* _Brief_:
Please copy, exactly as written, the span from the first line below to the line that contains "One point per instance, each like (218, 126).", including both, and skip the pictures.

* _Data to process_:
BEGIN
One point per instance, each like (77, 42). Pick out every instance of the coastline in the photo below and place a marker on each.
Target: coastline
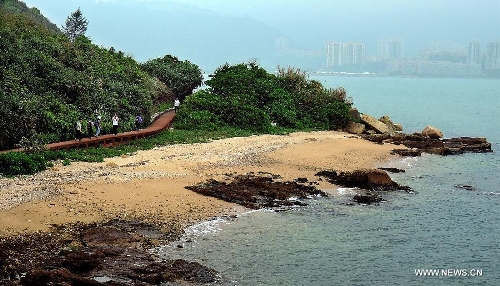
(149, 185)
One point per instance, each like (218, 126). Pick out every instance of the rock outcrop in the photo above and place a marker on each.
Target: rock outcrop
(432, 132)
(368, 179)
(114, 253)
(355, 128)
(419, 143)
(375, 124)
(257, 192)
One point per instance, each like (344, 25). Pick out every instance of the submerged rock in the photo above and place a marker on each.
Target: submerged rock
(114, 253)
(257, 192)
(432, 132)
(368, 198)
(419, 143)
(367, 179)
END
* _Problem solution_:
One point per instance, each like (77, 42). Pick out every instance of the coastline in the photo below and place a marker on each.
Target: coastline
(149, 185)
One point per instance, each like (218, 126). Pick out every instance of the rock outcrop in the photo above and place a marker on each.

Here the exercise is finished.